§ TEXT EXCERPT
·····
For a first-world city in a prosperous area, San Francisco has a curiously large number of crises. The crime, homelessness, and unaffordability are much discussed, but the more fundamental crisis is little noticed: adult literacy.
It’s not that San Franciscans in the main can’t read, just that they don’t.
In a way, that’s a good thing. It creates jobs. Perhaps one for Bilal Mahmood, the latest state assembly candidate banking on San Franciscans’ tolerance for fog.
But no one—certainly not the progressives he’s courting—seems pleased with the outcomes the city is achieving. I don’t doubt for a moment the sincerity of their concern over the social problems around them, so their reading deficit is a great puzzle and a great tragedy.
Another honest politician
In one way or another, people are always telling you what’s on their mind. Mr. Mahmood is an open book, but one you have to read closely.
He’s promising change and bold action. Change, though, is the least bold word a progressive politician could choose. Certainly it’s not an accident; he’s trying to draft behind whatever hopes you invested in all those politicians before. When he says change, he’s telling you “I’m just like all the others.”
When he says bold, he doesn’t mean MAGA-hat-in-the-Haight bold, but precisely the opposite: he’s doing his best to get assimilated into California’s progressive machine and champion the same platform they’ve had for decades. No boldness will be asked.
So is he lying? Or are his real intentions easy to read?
Here are two conjoinings of a policy word and a feel-good word. Economic growth would be a measurable outcome, but instead he’s offering economic equity. What does that mean?
·····
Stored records
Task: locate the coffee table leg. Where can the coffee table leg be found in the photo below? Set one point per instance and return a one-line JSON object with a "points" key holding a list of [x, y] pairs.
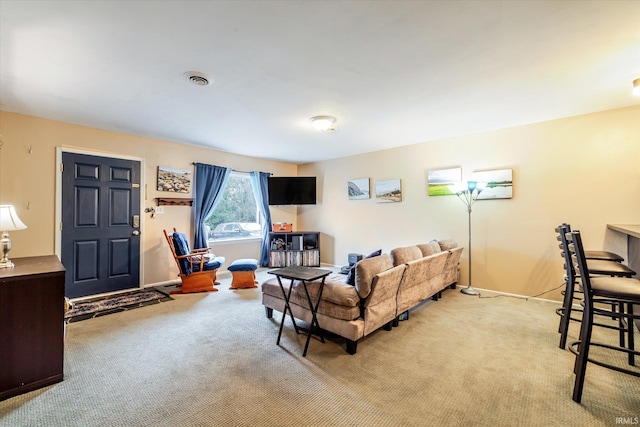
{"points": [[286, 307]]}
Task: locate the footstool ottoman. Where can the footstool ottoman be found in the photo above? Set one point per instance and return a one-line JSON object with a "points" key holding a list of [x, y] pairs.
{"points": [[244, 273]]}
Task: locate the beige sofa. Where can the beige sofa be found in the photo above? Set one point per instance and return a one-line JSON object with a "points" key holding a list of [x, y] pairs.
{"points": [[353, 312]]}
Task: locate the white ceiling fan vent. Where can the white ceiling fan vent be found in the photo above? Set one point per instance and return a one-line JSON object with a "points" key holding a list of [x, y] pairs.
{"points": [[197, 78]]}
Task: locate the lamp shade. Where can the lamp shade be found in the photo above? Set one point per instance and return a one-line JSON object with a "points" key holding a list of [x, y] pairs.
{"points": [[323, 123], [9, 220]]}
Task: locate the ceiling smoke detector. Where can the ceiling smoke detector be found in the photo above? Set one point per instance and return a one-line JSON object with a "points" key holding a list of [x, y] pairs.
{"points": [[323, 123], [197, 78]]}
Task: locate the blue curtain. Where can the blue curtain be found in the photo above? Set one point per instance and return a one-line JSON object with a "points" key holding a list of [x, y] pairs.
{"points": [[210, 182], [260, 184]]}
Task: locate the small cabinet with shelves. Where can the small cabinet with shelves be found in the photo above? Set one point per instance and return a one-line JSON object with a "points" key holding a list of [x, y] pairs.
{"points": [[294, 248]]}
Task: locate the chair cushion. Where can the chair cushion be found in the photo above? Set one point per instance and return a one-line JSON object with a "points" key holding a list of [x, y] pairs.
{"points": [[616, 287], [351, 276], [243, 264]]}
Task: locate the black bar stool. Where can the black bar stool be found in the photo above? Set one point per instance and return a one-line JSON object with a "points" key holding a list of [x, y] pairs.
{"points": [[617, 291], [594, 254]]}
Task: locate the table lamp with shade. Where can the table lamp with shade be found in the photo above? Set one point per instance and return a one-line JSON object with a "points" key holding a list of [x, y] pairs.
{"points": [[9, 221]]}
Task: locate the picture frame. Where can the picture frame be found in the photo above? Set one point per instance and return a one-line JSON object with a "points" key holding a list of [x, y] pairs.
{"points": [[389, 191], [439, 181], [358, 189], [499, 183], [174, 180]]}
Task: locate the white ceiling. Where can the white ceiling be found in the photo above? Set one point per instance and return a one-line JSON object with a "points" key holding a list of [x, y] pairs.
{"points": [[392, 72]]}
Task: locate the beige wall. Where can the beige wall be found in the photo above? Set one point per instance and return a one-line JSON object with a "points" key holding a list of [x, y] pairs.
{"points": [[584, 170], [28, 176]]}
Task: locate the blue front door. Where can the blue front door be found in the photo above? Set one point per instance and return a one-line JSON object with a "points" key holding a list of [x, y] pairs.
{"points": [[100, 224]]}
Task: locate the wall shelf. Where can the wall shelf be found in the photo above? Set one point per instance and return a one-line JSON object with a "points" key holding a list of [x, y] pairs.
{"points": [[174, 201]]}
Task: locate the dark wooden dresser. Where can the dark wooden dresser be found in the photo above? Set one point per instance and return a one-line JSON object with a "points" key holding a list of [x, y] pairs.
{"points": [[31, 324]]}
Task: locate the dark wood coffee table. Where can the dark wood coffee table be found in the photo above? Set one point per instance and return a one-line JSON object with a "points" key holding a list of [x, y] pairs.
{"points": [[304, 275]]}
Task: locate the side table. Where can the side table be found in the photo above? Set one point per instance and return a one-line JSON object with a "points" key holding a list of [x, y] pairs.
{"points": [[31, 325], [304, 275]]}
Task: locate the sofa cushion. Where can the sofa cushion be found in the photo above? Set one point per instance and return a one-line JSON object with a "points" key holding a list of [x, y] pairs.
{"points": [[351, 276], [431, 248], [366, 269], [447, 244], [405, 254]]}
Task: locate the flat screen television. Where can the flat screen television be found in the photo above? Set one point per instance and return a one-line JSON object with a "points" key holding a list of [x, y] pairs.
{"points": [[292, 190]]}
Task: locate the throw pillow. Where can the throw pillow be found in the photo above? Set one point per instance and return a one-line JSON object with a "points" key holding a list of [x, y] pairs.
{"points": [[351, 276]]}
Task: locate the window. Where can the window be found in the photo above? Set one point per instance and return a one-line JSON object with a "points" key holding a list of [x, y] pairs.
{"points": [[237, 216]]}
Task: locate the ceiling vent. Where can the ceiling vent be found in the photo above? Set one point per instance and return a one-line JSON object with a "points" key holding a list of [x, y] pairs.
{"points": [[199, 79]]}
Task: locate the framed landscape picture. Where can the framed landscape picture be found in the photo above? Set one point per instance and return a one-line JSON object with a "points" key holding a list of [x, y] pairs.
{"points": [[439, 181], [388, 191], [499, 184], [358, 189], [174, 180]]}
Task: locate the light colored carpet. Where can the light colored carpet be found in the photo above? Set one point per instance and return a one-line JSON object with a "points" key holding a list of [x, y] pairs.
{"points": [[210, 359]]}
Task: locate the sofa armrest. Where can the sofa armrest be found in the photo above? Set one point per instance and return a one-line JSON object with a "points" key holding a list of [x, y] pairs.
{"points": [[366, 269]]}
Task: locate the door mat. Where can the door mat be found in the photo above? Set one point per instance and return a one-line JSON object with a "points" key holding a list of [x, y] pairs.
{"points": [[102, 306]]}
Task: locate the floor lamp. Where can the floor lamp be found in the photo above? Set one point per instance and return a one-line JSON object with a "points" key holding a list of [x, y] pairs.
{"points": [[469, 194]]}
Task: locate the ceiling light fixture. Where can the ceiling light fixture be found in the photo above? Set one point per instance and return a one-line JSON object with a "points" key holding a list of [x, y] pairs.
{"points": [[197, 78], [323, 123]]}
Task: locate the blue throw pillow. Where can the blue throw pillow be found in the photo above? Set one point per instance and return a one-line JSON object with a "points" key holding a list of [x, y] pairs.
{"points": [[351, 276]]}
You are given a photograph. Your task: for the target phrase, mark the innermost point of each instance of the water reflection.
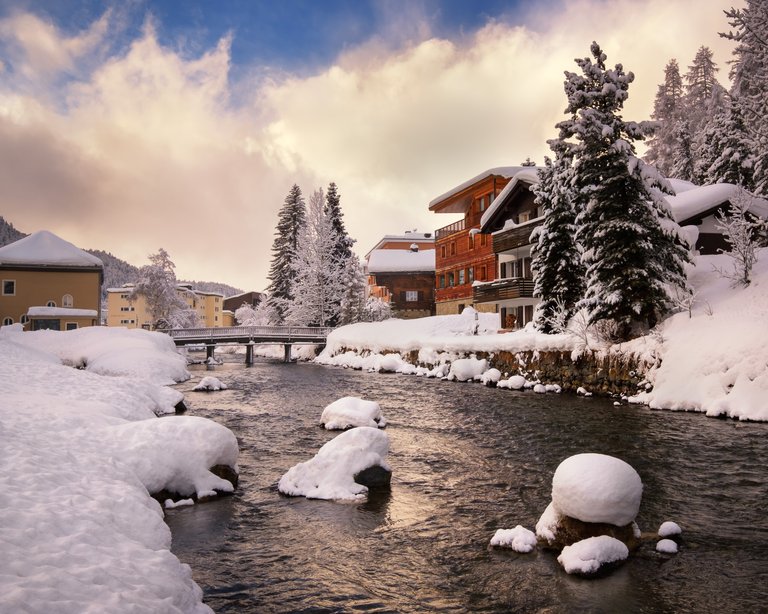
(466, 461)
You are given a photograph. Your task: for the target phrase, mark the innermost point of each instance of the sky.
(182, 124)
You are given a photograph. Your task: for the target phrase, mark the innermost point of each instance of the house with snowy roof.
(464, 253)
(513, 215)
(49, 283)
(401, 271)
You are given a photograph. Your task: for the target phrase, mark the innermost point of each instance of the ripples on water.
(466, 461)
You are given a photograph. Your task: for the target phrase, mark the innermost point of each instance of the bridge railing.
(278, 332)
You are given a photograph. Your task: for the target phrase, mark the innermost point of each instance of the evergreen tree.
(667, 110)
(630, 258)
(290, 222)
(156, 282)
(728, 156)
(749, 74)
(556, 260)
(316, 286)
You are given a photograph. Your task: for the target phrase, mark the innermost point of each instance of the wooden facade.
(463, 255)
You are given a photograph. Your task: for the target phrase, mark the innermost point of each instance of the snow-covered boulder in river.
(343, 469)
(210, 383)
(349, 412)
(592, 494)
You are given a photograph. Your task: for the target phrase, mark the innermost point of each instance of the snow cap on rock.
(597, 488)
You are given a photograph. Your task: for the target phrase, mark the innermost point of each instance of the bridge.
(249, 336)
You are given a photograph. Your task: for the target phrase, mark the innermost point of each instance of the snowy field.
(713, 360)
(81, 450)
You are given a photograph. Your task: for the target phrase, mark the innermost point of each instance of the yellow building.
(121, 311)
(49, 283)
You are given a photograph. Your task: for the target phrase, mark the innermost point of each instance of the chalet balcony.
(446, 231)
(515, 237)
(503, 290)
·····
§ ASSIGNED TASK 1
Name every crisis in San Francisco that the San Francisco essay mentions.
§ ASSIGNED TASK 2
Continue the San Francisco essay from its final sentence.

§ EXERCISE RESULT 1
Crime, homelessness, unaffordability, adult literacy

§ EXERCISE RESULT 2
Many people worry about temperatures and seas rising, so climate stabilization might be an attractive goal, but what does climate justice mean exactly? And what does now mean? He credentials himself an Obama Administration policy wonk, so he knows policies take time to negotiate and work, and he’s not in office yet. Whatever he means by now, it’s not the meaning we’re familiar with.
What do words mean when they don’t mean anything? You can’t achieve a goal you can’t define, so he’s telling you to not to expect any particular results. Money will be spent, urgent speeches made, and when the problems get worse, even more money and even more urgent speeches.
Ending Homelessness
We’ve heard a lot and spent a lot on homelessness over the past few decades, so how do you choose a politician who will make a difference? Read their words:
If you overlook Bilal’s “chronic” qualifier, get to his optimistic claim that his bold idea already worked in 17 cities and stop reading, you’re doing it wrong. He goes on to suggest that dedicated counselors and—what, tracking devices?—will end homelessness. He probably wanted you to stop reading before that part.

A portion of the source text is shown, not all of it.